[What the task asks]: Extract every line in the data below that contains the string "license" and copy each one in full. Case counts, so match only that exact capitalization.

[Recorded information]:

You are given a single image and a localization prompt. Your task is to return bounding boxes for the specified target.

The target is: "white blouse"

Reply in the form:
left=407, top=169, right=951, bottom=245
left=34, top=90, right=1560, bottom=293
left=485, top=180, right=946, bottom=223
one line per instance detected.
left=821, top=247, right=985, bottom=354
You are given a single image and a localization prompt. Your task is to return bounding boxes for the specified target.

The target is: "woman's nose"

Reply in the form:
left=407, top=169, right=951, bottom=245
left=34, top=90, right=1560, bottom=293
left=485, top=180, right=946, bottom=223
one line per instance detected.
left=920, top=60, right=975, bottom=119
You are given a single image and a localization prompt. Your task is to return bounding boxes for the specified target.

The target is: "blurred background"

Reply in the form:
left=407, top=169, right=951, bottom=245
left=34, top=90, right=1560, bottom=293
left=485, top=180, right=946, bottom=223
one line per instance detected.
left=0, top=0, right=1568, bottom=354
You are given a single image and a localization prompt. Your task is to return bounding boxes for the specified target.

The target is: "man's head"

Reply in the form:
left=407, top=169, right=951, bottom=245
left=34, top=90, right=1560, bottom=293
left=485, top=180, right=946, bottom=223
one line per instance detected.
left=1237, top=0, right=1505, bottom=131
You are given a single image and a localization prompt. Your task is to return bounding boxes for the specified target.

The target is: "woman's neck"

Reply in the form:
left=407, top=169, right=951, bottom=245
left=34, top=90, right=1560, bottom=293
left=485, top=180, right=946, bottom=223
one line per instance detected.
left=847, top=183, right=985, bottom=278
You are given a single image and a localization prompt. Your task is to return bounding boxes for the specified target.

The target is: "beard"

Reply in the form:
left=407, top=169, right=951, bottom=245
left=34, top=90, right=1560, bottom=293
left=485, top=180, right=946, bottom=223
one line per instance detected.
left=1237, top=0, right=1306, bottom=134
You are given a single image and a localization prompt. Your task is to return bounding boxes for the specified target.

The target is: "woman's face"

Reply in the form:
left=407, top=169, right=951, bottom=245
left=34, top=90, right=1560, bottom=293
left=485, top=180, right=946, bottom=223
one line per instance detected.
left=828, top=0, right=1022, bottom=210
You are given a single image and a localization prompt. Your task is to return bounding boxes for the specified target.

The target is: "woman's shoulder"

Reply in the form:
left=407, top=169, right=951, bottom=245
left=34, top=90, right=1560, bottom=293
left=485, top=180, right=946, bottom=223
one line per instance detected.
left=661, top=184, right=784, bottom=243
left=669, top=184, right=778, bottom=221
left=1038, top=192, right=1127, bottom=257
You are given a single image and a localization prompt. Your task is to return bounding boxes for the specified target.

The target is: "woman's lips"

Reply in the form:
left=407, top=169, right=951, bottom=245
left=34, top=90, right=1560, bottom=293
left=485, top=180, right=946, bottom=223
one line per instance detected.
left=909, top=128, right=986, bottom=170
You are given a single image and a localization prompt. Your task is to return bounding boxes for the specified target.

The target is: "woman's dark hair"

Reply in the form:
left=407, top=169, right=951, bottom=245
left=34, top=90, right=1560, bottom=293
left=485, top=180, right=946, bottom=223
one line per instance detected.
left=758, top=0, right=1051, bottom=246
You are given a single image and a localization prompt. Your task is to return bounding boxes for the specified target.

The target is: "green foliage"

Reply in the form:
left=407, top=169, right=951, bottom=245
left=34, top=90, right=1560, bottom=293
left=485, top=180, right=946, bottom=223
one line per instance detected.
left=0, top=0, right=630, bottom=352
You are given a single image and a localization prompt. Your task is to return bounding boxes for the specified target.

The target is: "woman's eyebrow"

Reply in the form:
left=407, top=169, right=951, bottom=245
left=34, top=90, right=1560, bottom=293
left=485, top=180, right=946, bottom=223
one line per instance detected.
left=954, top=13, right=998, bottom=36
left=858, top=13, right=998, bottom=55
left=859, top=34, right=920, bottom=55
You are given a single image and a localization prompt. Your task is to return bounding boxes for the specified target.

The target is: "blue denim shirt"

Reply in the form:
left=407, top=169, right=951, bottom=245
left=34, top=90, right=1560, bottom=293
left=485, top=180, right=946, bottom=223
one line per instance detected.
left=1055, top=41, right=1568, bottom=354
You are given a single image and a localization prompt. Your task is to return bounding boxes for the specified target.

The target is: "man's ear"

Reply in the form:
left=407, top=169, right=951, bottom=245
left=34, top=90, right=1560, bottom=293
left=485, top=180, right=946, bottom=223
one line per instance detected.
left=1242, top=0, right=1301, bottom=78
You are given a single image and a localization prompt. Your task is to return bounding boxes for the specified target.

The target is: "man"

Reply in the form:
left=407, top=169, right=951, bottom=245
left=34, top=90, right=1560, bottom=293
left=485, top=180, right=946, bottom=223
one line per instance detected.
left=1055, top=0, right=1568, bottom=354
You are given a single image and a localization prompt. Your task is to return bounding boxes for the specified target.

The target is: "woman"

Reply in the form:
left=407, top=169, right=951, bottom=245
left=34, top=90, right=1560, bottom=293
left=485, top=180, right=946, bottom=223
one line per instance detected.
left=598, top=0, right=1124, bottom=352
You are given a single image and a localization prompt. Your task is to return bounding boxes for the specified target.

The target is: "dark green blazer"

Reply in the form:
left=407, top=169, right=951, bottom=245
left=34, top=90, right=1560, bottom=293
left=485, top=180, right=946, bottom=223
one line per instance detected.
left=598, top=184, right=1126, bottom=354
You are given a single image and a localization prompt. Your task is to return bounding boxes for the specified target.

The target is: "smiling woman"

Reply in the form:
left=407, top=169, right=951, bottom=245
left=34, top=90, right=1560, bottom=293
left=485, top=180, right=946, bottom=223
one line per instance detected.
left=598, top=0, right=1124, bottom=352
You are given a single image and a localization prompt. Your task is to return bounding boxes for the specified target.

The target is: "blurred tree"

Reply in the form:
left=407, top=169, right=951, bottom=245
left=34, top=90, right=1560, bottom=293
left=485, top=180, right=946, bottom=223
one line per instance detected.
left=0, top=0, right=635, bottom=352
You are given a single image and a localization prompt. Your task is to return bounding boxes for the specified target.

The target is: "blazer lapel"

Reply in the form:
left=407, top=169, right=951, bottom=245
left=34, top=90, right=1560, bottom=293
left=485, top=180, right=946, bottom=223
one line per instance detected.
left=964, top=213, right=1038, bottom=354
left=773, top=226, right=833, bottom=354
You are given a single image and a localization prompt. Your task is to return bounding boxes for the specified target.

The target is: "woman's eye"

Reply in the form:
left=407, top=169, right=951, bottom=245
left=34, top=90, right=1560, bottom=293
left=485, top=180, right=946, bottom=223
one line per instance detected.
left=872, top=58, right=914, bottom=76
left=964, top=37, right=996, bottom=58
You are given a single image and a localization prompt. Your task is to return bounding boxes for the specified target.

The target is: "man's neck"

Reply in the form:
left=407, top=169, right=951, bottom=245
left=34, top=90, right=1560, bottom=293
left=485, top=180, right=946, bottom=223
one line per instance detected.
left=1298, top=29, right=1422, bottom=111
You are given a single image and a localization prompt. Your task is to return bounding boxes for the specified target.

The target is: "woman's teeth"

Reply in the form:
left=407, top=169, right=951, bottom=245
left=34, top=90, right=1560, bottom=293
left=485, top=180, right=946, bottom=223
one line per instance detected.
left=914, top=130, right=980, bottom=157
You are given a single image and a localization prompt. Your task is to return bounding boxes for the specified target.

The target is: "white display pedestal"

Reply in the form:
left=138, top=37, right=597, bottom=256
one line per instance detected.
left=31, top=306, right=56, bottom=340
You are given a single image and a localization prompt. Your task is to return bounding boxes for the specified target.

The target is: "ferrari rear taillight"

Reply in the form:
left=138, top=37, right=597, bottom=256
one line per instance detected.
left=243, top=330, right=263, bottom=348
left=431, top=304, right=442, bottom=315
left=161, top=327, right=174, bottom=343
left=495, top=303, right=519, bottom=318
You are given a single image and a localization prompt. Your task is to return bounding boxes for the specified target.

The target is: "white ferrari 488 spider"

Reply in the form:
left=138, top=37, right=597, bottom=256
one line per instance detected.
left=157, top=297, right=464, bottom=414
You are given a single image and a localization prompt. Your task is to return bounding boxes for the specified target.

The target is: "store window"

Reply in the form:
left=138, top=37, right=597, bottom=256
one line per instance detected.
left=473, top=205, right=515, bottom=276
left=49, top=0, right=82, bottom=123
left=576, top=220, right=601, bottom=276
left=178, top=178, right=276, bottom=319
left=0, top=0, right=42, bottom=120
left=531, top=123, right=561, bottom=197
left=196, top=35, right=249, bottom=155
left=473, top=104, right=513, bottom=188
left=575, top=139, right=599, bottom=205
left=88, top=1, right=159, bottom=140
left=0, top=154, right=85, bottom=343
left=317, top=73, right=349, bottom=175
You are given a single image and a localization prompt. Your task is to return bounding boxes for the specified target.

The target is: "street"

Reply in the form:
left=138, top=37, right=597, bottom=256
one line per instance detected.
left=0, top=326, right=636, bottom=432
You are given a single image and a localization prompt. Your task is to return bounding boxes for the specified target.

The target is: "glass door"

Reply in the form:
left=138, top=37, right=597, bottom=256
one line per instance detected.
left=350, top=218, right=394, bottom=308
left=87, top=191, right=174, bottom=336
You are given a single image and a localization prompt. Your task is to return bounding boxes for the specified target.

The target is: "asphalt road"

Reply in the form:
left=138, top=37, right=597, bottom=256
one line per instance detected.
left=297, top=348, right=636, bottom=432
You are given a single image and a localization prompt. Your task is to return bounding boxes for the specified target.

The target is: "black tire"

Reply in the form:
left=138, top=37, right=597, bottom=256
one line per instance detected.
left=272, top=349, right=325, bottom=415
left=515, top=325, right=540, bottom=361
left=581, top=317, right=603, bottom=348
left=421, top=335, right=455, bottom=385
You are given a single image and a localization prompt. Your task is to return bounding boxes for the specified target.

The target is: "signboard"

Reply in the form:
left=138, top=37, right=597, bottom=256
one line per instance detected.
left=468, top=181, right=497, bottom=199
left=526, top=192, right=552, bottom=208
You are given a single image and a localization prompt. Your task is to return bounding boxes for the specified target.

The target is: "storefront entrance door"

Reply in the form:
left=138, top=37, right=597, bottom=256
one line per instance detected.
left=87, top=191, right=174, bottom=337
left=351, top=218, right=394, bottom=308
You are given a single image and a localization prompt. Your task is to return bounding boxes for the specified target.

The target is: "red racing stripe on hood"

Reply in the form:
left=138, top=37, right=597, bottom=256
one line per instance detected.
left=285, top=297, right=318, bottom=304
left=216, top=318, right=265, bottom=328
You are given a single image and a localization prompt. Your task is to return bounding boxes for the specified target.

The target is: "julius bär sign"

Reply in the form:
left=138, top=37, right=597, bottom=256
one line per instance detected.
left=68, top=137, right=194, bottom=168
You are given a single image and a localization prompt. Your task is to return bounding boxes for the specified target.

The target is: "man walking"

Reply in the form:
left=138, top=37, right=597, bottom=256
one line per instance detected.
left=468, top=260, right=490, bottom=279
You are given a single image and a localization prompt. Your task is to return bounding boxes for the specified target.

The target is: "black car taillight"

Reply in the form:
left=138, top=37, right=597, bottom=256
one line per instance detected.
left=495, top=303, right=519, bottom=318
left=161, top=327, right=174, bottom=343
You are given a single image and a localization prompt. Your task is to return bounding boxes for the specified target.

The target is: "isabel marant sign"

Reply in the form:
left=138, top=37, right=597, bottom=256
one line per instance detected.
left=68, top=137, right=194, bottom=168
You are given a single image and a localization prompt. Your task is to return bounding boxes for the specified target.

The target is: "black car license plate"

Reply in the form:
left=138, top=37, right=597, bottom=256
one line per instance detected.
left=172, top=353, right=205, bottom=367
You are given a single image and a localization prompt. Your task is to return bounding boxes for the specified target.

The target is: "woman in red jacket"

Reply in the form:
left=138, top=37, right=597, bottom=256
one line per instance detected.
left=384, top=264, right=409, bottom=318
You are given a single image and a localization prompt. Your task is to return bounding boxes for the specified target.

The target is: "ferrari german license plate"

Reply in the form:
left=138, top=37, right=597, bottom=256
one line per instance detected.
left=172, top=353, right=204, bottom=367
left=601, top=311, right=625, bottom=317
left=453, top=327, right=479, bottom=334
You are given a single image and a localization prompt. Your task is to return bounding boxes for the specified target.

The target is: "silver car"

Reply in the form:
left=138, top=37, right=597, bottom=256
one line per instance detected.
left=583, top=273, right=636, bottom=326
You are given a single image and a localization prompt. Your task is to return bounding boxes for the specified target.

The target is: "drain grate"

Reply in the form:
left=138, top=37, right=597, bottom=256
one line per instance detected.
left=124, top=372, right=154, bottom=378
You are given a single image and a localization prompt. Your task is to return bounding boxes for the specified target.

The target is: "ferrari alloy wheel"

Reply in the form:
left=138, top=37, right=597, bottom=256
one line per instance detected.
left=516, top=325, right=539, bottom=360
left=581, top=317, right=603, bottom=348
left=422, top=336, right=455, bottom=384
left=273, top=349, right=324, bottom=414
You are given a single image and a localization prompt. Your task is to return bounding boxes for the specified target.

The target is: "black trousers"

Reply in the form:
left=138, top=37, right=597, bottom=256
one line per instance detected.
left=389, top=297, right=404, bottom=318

[Expected output]:
The target is: "black car license plate"
The target is: "ferrari german license plate"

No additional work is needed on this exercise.